* BEGIN READING PASSAGE *

A "bad namespace URI" means that Eyeball doesn't like the URI for a
namespace in the model. The "on prefix" part of the report says
what the namespace prefix is, and the "for reason" part gives the
reason. In this case, we (the designer of Eyeball) feel that it is
unwise to use file URIs - which tend to depend on internal details
of your directory structure - for global concepts.
A more usual reason is that the URI is syntactically illegal. Here
are some possibilities:

problem | explanation
------- | -----------
URI contains spaces | literal spaces are not legal in URIs. This usually arises from file URIs when the file has a space in its name. Spaces in URIs have to be encoded.
URI has no scheme | The URI has no scheme at all. This usually happens when some relative URI hasn't been resolved properly, eg there's no xml base in an RDF/XML document.
URI has an unrecognised scheme | The scheme part of the URI - the bit before the first colon - isn't recognised. Eyeball knows, by default, four schemes: **http**, **ftp**, **file**, and **urn**. This usually arises when a QName has "escaped" from somewhere, or from a typo. You can tell Eyeball about other schemes, if you need them.
scheme should be lower-case | The scheme part of the URI contains uppercase letters. While this is not actually *wrong*, it is unconventional and pointless.
URI doesn't fit pattern | Eyeball has some (weak) checks on the syntax of URIs in different schemes, expressed as patterns in its config files. If a URI doesn't match the pattern, Eyeball reports this problem. At the moment, you'll only get this report for a **urn** URI like *urn:x-hp:23487682347* where the URN id (the bit between the first and second colons, here *x-hp*) is illegal.
URI syntax error | A catch-all error: Java couldn't make any sense of this URI at all.

## Problems with literals

Eyeball checks literals (using the *literal inspector*, whose short
name is **literal** if you want to switch it off), but the checking
is quite weak because it doesn't understand types at the moment.
You can get two different classes of error.

    bad language: someLanguageCode
    on literal: theLiteralInQuestion

Literals with language codes (things like **en-UK** or **de**) are
checked to make sure that the language code conforms to the general
syntax for language codes: alphanumeric words separated by hyphens,
with the first containing no digits.

* END READING PASSAGE *
* BEGIN DATA SECTION *

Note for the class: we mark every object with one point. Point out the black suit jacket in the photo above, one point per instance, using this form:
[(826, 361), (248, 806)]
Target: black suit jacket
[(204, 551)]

* END DATA SECTION *

GIVEN PROBLEM:
How does the passage on Eyeball's URI and literal checks continue? Write the next part, starting after its final sentence.

EXERCISE RESPONSE:
(Later versions of Eyeball will likely allow you to specify *which*
language codes you want to permit in your models. But we haven't
got there yet.)

    bad datatype URI: someURI
    on literal: theLiteralInQuestion
    for reason: theReason

Similarly, literals with datatypes are checked to make sure that
the type URI is legal. That's it for the moment: Eyeball doesn't
try to find out if the URI really is a type URI, or if the spelling
of the literal is OK for that type. But it spots the bad URIs. (The
messages are the same as those that appear in the URI checking -
above - for the very good reason that it's the same code doing the
checking.)

## Problematic prefixes

Both RDF/XML and N3 allow (and RDF/XML requires) namespaces to be
abbreviated by prefixes. Eyeball checks prefixes for two possible
problems. The first:

    non-standard namespace for prefix

This arises when a "standard" prefix has been bound to a namespace
URI which isn't its usual one. The "standard" prefixes are taken
from Jena's `PrefixMapping.Extended` and are currently:

    **rdf, rdfs, daml, owl, xsd, rss, vcard**

And the second:

    Jena generated prefix found

This arises when the model contains prefixes of the form `j.N`,
where N is a number. These are generated by Jena when writing
RDF/XML for URIs that must have a prefix (because they are used as
types or predicates) but haven't been given one.

If you're not bothered about inventing short prefixes for your
namespaces, you can **-exclude** `jena-prefix` to suppress this
inspection.

## But how do I ...

The reports described so far are part of Eyeball's default set of
inspections. There are some other checks that it can do that are
switched off by default, because they are expensive, initially
overwhelming, or downright obscure. If you need to add these checks
to your eyeballing, this is how to do it.

### ... make sure everything is typed?

Some applications (or a general notion of cleanliness) require that
every individual in an RDF model has an explicit `rdf:type`. The
Eyeball check for this isn't enabled by default, because lots of
casual RDF use doesn't need it, and more sophisticated use has
models with enough inference power to infer types.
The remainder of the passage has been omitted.